Source document
We’re all looking for the same thing
March 29th, 2004 by tamarin2087Life was a breeze when we sat around the sun dial
making up a myth for everything we observed
Now we try to understand invisible stars
with imaginary numbers on Euclidean curves
- Progress by Stuart Davis
These lines popped into my head yesterday as I was leaving church. Yes church. After many years of avoiding organized worship I am now officially a member of the Shawnee Mission Unitarian Universalist Church. Or, as our resident philosopher jason would say "Church Lite".
The combination of the rather open ended dogma of the UU faith and the above lines from the Punk Monk Stuart Davis got me pondering the idea of theology. Almost all of us seek an explanation for what we see around us. Many folks choose to adopt a specific set of beliefs that serve to make the incomprehensible a little less intimidating. But why are there so many diverse belief systems when we are all really looking for the same thing?

To do
Answer from the blog post about joining a church:
(a) Who is credited with the lines quoted at the top of the post?
(b) Which church has the writer become a member of?
(c) What name does jason use for it?

Data records
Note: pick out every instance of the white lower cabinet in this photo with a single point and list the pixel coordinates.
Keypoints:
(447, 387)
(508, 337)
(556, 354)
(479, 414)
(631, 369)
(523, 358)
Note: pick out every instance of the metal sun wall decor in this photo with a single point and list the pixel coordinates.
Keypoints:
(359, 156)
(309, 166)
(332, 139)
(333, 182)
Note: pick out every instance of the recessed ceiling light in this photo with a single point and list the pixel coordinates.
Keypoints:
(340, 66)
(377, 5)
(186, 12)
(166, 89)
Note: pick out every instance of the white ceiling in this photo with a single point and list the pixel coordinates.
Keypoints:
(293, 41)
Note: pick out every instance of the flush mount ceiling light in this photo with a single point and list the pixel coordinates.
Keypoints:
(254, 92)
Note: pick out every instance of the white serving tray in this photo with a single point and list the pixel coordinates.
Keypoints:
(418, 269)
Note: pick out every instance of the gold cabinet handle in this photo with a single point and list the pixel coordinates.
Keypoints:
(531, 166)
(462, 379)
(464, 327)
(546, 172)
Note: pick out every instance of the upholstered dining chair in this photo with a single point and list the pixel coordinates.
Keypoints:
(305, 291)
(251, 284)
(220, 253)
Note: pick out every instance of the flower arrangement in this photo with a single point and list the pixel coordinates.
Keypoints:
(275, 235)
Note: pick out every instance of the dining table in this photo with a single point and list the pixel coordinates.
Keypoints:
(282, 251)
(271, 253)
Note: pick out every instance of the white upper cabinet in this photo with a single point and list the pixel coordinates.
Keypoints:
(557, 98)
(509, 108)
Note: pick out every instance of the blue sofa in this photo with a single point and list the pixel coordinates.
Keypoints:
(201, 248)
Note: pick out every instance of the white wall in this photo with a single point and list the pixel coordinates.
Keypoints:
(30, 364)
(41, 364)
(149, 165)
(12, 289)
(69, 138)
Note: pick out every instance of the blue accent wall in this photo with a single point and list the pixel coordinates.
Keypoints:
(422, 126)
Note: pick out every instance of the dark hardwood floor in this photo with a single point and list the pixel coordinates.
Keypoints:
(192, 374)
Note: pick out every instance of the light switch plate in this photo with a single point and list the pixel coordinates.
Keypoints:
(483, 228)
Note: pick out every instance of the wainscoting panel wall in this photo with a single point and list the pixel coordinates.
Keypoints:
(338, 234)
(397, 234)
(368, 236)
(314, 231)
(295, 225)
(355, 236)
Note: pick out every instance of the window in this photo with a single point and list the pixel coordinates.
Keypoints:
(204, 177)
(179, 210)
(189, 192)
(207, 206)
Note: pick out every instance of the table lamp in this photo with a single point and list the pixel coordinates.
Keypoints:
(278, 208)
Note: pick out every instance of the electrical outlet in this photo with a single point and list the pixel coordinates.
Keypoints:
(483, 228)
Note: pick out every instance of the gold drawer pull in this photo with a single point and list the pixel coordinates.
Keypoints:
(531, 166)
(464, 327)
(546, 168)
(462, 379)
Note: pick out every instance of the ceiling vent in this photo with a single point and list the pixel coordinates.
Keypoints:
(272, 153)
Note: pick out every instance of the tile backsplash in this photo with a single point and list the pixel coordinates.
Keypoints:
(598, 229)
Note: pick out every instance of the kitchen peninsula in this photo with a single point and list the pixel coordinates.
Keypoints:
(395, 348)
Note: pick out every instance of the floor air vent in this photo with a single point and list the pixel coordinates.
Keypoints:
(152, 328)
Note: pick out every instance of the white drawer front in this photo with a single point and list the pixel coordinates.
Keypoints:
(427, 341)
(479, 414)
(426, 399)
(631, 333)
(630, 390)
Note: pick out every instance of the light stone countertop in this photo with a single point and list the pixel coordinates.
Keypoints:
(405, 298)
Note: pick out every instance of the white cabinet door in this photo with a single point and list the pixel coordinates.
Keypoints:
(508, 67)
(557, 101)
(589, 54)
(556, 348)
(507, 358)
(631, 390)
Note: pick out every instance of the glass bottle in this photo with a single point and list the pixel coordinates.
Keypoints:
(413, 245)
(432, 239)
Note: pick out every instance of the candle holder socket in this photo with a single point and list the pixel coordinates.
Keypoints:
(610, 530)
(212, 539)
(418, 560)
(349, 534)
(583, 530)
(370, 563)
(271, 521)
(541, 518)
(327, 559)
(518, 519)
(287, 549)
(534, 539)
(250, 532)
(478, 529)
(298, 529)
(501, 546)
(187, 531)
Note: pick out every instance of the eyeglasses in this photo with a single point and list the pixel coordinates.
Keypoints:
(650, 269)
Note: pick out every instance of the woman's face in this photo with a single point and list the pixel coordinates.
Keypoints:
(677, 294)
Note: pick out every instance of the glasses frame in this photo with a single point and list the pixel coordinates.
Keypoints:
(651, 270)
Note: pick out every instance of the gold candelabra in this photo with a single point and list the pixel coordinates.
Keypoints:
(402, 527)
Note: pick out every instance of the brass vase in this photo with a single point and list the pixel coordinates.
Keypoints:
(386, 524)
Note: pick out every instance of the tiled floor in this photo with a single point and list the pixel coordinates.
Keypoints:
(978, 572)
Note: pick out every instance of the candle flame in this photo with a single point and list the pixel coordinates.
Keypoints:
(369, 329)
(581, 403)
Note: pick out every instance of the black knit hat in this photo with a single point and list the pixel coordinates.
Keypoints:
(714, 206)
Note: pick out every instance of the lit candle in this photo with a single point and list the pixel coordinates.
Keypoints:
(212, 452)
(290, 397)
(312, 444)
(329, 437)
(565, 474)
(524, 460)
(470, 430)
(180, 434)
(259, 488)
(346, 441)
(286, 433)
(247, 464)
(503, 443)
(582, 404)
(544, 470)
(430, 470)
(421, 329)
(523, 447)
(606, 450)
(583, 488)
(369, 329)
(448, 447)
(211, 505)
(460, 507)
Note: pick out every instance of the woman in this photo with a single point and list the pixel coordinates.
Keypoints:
==
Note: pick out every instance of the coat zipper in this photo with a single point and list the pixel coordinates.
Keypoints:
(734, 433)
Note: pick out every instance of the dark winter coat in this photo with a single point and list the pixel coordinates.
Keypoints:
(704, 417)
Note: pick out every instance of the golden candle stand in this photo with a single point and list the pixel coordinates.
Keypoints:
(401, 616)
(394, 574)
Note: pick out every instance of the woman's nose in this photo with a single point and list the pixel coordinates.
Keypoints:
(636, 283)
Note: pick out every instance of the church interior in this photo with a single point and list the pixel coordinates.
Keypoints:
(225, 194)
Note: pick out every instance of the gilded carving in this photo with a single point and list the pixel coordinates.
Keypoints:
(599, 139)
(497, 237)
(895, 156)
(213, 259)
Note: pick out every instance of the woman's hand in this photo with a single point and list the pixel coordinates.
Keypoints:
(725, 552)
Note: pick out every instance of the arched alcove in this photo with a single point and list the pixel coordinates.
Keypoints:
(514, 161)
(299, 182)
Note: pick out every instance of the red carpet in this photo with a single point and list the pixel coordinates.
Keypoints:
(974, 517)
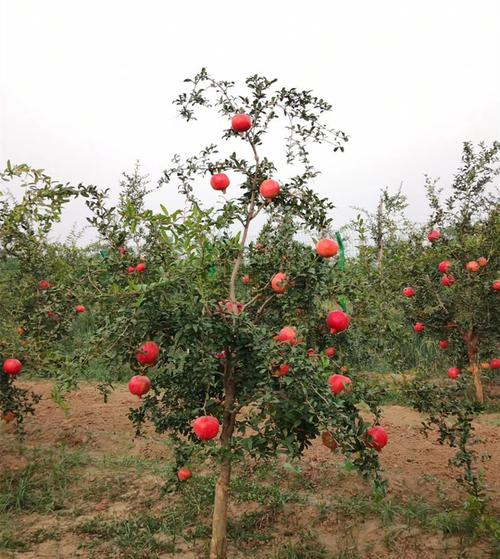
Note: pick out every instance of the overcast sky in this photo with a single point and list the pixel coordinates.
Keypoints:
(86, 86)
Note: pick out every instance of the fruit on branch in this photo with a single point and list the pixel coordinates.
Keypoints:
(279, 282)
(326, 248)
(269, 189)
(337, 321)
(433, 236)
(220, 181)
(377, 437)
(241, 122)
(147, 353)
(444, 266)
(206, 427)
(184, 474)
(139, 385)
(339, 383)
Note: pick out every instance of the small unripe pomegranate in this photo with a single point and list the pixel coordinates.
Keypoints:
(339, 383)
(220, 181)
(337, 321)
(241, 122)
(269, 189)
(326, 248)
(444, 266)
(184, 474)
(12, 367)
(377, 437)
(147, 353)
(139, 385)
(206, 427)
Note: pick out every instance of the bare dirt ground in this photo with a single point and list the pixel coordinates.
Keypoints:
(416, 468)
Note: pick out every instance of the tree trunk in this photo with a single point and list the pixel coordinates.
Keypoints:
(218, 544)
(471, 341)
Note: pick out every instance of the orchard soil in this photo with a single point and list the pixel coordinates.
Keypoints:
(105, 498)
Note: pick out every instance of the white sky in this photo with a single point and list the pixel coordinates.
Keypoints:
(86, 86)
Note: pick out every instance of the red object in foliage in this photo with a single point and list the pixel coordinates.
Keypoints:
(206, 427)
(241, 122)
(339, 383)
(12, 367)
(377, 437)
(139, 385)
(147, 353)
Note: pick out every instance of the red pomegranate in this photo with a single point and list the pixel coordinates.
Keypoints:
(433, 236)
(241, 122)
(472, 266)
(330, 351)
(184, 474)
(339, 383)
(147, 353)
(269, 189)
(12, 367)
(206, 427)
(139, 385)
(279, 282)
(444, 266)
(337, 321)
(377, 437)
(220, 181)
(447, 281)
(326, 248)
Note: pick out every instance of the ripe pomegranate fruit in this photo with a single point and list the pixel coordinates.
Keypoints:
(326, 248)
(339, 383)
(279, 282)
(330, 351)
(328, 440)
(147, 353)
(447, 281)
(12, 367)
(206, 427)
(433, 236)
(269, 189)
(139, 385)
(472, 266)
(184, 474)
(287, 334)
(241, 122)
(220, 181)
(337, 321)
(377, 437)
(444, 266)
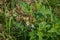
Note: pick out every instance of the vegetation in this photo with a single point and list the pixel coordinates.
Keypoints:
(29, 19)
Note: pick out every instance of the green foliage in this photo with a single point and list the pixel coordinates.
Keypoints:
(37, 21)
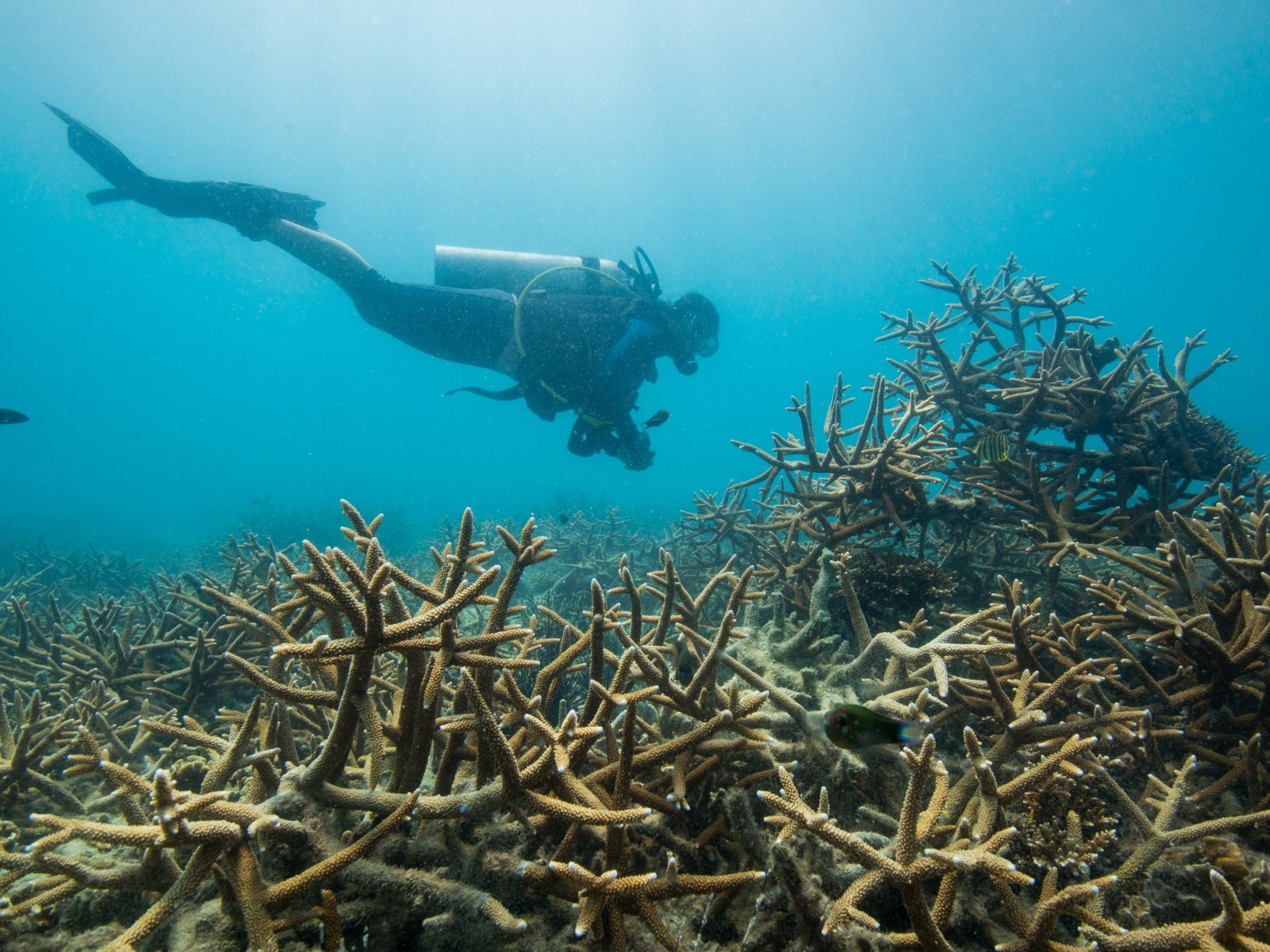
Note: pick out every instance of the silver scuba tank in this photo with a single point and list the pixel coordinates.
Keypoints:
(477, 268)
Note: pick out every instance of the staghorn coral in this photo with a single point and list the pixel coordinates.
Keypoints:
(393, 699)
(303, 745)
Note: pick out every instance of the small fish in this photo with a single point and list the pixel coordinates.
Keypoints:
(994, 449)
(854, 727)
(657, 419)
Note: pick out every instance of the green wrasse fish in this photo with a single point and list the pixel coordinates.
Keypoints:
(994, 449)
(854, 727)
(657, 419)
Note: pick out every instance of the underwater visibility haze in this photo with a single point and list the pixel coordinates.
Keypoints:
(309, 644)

Completed task
(a) Stuart Davis, called the Punk Monk
(b) The Shawnee Mission Unitarian Universalist Church
(c) "Church Lite"